** START OF Data excerpts **

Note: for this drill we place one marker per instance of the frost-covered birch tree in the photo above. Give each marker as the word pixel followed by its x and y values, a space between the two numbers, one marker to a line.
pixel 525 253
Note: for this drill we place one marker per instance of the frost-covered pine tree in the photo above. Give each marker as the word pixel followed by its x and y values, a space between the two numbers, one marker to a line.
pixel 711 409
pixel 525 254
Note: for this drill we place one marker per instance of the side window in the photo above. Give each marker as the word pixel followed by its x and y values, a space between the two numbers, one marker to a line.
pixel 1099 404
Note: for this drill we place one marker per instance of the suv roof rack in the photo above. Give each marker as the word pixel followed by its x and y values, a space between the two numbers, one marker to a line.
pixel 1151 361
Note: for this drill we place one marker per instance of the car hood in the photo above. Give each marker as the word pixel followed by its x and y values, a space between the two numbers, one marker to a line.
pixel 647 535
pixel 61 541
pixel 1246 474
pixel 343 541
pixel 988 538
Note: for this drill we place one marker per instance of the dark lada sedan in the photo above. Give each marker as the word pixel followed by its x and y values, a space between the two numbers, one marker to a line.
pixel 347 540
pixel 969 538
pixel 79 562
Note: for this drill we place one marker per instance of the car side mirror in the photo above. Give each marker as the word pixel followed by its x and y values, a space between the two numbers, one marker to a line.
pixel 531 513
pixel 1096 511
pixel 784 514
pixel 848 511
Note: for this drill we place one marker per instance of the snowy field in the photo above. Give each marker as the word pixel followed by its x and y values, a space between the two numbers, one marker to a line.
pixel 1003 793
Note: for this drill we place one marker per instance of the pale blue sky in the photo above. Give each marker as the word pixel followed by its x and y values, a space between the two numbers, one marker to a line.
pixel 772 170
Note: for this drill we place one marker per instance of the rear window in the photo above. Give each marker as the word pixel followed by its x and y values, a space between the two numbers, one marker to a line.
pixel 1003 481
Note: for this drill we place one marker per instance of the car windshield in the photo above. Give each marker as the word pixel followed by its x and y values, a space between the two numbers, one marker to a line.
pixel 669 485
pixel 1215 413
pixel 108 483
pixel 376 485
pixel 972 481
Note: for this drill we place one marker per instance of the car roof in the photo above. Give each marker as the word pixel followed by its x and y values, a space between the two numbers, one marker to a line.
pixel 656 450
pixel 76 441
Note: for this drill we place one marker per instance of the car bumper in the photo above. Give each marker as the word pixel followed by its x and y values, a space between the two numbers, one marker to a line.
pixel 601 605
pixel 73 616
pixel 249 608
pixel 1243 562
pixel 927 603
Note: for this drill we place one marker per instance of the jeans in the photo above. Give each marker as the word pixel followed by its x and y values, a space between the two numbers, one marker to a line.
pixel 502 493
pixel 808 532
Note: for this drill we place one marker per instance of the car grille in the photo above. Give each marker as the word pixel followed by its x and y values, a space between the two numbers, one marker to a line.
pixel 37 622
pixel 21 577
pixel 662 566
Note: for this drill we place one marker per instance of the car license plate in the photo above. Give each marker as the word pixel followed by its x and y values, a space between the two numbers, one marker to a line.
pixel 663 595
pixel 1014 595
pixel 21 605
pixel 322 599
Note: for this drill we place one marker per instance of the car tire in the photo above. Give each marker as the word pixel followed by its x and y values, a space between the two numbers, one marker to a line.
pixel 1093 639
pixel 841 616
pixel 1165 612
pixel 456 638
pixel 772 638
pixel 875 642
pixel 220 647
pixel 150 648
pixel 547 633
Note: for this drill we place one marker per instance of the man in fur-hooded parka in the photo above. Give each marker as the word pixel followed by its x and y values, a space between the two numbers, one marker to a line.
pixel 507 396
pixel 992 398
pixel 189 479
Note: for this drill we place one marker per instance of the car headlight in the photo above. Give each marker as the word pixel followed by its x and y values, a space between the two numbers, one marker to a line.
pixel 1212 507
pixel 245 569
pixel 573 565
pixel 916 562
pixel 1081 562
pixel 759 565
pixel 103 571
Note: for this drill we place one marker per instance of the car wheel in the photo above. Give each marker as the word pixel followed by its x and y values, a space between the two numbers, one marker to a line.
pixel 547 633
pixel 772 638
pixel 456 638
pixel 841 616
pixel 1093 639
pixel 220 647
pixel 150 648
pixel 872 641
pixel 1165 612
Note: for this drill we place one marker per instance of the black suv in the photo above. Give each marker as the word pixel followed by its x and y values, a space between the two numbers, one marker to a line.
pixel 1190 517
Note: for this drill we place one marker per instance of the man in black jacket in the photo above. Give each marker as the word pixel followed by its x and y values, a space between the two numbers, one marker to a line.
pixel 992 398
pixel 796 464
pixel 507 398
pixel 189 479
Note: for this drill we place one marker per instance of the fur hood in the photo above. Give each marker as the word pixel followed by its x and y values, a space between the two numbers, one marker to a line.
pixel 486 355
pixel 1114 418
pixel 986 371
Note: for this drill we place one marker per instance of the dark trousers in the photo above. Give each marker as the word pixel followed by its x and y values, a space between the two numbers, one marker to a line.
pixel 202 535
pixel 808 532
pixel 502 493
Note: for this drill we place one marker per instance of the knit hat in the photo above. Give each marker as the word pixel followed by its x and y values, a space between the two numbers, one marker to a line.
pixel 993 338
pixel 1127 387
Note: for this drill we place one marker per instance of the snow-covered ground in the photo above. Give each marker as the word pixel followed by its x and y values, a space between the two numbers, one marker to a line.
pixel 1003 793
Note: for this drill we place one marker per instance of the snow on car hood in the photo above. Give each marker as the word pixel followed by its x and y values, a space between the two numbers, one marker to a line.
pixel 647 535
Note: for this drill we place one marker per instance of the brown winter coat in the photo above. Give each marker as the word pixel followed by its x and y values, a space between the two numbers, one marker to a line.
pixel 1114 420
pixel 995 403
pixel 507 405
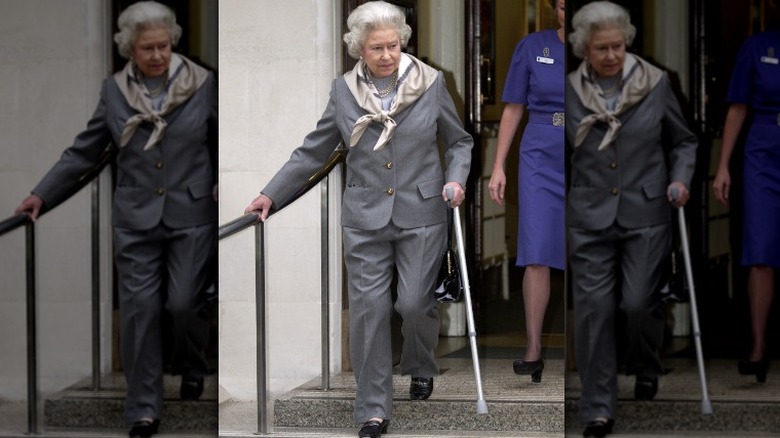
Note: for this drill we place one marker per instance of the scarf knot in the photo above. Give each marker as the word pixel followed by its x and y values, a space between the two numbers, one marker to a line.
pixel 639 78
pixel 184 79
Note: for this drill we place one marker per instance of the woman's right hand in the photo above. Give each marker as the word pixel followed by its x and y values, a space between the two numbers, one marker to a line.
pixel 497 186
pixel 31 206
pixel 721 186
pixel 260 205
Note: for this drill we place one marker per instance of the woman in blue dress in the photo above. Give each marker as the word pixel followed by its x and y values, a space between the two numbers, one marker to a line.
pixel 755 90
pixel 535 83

** END OF Data excerpts **
** START OF Data excerpts **

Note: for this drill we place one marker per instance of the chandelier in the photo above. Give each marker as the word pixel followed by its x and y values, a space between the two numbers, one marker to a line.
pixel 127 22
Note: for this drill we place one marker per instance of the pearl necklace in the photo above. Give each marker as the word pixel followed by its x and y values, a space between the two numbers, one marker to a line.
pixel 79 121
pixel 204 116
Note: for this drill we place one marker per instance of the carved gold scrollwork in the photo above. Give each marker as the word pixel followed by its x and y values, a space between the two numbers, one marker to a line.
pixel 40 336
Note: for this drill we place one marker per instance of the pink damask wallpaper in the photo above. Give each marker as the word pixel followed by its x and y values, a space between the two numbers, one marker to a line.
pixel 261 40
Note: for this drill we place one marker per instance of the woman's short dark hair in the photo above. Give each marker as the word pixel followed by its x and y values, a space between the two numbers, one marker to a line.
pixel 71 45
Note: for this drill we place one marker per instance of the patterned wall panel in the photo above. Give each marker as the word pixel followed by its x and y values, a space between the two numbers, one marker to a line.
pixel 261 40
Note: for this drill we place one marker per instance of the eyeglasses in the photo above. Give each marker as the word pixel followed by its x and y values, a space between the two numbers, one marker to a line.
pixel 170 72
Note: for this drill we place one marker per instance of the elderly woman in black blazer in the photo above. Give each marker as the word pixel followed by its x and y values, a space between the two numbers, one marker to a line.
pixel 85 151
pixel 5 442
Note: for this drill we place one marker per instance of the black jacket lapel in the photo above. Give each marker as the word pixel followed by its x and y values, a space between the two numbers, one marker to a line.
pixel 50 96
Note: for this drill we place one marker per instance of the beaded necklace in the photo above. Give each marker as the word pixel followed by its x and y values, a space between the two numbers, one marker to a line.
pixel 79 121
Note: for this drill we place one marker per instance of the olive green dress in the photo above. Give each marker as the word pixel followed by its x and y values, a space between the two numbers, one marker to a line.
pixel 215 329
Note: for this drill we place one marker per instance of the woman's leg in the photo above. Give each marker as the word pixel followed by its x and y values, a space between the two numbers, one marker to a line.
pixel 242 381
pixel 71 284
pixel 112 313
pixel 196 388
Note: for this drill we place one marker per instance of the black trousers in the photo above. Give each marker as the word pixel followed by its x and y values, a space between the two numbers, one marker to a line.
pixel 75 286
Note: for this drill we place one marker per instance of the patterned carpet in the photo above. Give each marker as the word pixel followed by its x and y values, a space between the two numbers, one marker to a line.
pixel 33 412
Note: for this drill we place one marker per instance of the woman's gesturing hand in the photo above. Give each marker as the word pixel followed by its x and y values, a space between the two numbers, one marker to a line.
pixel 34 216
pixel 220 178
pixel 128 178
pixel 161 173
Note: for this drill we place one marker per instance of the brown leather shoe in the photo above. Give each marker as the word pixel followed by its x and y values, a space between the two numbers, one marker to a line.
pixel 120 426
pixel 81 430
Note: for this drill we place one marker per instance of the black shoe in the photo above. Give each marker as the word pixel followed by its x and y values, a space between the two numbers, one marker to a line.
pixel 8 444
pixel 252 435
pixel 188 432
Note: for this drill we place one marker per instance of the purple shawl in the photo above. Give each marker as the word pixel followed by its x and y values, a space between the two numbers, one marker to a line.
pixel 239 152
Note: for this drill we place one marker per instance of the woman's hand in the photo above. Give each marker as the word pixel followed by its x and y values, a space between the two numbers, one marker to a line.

** END OF Data excerpts **

* _Problem to solve_: Reproduce the records word for word, from the line containing "the snow on" up to and including the line containing "pixel 535 83". Leave any pictures out of your answer.

* _Exercise result_:
Note: for this drill we place one marker per instance of the snow on car hood in the photo above. Give each marker as the word pixel followed by its x and y values, a space between the two numbers, one marker to a line.
pixel 647 535
Note: for this drill we place one marker per instance of the brown winter coat in the photo above. Give each marker as the word pixel followed by its x and y values, a space between the two numbers, one marker to a line.
pixel 1114 420
pixel 995 403
pixel 507 405
Note: for this drill we place one marker per instance of the scarf knot in the photo above. Give each marker as the word pixel followed by its x and y values, a space between the two numbers, one marker to a line.
pixel 639 78
pixel 184 79
Note: for this drill we place one marker per instance of the woman's right hand in the photo above. Give each marker as the word pixel followed by its x and y values, a space between the two numbers, one marker to a line.
pixel 497 186
pixel 31 206
pixel 721 186
pixel 260 205
Note: for this drill we place one marker per instance of the woman in blue dress in the photo above. Give each marker as the word pixel followed by its x and y values, a space between the two numbers, one marker to a line.
pixel 755 90
pixel 535 83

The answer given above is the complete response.